→ **Assignment**
Below are records. Count every line containing the word "target" and give the number alone.

BEGIN

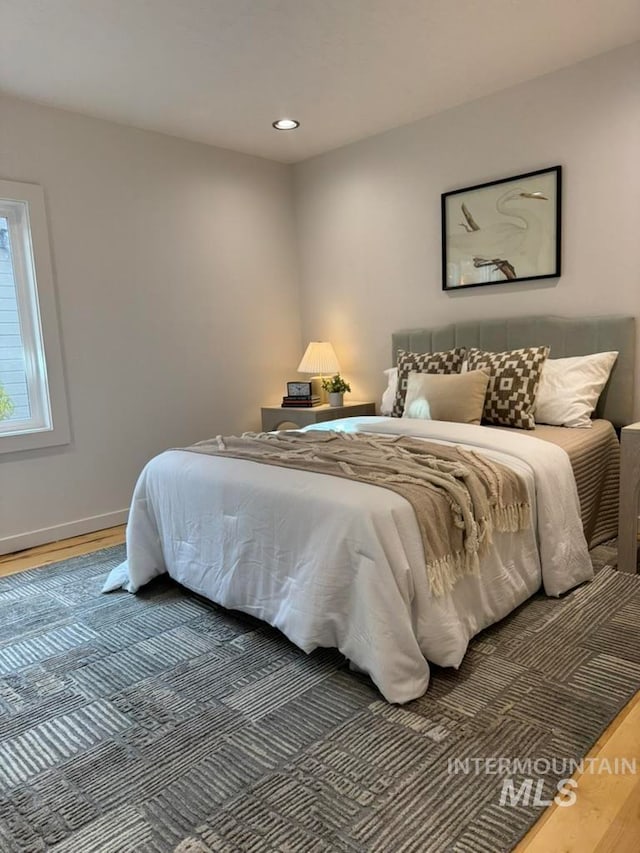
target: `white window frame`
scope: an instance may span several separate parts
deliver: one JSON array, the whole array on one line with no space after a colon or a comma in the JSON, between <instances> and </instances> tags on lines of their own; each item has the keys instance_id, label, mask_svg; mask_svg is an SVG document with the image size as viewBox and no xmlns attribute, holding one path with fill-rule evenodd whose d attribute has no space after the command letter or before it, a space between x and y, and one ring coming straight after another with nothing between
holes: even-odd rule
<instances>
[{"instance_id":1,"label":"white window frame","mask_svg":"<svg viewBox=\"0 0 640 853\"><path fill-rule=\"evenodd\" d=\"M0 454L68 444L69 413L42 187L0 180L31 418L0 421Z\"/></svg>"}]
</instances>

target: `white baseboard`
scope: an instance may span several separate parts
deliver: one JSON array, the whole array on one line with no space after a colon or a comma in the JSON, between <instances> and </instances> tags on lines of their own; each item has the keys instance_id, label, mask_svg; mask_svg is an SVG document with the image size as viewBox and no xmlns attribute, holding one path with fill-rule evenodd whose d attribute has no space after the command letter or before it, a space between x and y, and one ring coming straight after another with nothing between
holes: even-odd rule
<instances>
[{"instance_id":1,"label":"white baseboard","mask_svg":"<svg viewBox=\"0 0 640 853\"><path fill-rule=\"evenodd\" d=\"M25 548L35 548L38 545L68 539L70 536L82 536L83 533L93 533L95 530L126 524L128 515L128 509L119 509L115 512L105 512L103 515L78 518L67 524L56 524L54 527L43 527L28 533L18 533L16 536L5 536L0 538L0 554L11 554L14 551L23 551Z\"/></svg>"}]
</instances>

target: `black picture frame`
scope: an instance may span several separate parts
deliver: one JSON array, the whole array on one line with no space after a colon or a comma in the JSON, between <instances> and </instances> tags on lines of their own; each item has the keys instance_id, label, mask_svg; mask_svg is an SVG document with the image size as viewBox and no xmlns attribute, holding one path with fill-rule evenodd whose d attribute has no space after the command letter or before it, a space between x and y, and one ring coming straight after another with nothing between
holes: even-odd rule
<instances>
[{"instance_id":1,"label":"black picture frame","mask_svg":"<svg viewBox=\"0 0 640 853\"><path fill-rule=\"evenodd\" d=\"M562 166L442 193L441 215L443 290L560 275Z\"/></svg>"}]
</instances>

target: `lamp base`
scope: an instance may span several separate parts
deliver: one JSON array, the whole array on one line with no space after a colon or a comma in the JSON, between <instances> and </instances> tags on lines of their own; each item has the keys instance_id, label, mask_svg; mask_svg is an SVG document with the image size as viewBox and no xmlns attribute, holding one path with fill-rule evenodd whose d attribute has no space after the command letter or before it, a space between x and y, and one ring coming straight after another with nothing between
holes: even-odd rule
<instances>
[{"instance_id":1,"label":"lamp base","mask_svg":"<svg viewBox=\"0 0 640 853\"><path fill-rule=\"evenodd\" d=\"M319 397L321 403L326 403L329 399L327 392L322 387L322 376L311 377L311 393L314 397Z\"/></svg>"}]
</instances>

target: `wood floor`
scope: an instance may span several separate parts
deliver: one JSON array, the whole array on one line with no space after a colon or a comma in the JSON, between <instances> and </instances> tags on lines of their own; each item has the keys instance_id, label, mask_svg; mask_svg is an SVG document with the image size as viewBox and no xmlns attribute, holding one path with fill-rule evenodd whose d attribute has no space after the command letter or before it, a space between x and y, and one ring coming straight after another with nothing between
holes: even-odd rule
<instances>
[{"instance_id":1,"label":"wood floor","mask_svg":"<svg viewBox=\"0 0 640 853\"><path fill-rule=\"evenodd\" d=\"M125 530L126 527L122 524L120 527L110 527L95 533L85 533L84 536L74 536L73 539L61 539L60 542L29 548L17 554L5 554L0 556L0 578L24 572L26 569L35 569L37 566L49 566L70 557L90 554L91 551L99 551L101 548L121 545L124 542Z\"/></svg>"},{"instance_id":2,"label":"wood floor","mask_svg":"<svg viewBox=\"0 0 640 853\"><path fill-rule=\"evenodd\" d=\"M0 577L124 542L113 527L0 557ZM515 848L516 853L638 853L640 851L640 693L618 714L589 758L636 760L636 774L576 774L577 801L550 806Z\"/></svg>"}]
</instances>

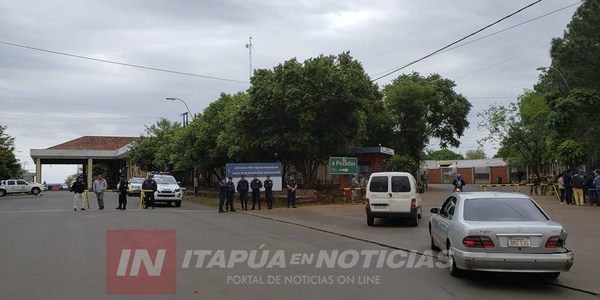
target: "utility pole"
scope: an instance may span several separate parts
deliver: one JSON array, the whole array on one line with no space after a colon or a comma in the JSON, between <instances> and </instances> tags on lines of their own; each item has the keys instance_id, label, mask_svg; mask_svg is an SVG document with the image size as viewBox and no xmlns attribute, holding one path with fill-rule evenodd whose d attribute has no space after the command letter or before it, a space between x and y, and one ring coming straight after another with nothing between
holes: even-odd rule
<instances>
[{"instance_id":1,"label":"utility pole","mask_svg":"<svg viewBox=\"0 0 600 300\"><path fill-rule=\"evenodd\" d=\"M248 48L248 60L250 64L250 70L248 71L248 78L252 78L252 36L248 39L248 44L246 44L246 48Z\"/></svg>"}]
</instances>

END
BEGIN

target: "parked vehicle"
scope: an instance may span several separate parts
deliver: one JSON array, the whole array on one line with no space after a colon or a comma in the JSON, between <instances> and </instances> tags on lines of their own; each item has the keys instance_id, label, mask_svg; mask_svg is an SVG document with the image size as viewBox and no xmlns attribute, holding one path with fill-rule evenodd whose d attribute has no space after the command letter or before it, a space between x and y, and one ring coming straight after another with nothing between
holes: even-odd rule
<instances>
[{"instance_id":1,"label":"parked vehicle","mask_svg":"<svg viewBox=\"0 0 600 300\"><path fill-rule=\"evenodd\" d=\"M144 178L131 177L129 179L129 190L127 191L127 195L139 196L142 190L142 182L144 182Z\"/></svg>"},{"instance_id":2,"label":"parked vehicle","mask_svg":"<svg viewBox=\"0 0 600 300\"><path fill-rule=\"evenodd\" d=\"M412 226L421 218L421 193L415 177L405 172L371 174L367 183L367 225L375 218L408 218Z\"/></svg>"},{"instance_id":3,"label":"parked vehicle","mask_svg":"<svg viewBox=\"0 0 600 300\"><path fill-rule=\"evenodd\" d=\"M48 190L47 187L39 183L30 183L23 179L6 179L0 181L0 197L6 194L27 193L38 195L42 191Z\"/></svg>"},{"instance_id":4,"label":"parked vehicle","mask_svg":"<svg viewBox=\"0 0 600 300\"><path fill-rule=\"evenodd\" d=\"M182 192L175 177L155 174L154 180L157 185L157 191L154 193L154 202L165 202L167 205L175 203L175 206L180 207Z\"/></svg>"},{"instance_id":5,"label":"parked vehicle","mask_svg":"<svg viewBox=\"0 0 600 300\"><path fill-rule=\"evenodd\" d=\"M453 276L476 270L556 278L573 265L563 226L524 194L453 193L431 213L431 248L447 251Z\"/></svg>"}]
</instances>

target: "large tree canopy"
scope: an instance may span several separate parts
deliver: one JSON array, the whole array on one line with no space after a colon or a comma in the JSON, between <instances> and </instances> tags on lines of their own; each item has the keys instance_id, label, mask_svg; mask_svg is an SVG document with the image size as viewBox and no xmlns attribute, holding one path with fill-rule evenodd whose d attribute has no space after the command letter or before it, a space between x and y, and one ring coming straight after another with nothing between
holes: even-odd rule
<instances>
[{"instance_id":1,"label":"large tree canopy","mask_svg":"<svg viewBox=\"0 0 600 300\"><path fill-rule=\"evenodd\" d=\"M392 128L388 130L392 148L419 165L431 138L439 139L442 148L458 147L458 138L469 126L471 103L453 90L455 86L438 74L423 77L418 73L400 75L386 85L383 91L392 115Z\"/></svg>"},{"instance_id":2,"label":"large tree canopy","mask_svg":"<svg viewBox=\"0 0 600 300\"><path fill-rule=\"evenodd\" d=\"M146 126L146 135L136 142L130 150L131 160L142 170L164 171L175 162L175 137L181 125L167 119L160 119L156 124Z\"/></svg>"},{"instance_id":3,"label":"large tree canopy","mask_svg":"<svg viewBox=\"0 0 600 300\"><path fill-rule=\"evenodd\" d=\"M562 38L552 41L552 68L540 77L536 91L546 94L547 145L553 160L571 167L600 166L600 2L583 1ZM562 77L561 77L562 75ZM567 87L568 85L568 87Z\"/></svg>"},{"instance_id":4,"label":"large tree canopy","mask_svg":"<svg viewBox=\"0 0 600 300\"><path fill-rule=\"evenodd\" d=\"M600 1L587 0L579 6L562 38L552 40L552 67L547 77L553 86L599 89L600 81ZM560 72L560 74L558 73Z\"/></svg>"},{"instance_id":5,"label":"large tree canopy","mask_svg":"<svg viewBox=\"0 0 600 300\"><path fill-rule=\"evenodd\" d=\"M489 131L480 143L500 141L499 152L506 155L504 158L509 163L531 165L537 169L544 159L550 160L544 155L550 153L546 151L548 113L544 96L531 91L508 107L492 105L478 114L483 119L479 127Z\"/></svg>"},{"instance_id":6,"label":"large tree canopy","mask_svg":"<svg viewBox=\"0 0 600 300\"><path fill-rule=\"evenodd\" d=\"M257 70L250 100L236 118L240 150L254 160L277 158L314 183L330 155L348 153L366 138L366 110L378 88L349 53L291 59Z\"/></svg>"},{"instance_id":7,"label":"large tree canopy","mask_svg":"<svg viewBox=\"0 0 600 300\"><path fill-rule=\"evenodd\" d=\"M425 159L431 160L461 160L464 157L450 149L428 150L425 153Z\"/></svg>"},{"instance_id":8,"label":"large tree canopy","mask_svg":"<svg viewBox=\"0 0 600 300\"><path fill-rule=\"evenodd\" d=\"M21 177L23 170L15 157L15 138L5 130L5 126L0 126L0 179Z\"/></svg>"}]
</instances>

END
BEGIN

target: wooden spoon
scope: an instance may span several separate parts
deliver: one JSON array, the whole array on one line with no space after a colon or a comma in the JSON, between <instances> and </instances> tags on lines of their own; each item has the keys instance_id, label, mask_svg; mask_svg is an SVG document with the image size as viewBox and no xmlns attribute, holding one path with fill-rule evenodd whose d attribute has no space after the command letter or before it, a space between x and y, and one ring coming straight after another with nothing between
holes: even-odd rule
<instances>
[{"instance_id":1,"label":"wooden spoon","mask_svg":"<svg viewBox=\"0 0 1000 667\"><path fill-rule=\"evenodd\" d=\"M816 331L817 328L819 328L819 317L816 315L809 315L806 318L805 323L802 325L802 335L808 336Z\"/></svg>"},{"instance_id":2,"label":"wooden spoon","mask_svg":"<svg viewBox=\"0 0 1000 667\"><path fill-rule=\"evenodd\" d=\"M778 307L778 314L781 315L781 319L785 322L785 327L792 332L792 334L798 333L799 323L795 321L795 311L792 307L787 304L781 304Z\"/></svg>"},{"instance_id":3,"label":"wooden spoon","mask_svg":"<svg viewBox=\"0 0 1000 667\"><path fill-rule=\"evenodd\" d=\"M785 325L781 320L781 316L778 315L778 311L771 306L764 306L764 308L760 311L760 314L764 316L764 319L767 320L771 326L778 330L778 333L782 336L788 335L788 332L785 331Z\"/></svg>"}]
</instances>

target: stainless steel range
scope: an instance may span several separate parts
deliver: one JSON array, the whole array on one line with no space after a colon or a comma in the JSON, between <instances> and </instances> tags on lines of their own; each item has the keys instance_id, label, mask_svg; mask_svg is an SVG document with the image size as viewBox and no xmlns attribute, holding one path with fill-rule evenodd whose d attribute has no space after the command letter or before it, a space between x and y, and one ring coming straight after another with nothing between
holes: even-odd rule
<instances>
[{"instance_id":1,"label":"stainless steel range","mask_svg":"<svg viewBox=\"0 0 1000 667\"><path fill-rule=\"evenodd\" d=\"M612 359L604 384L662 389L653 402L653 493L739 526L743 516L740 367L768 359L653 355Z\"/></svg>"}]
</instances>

END

→ **Answer for this exercise**
10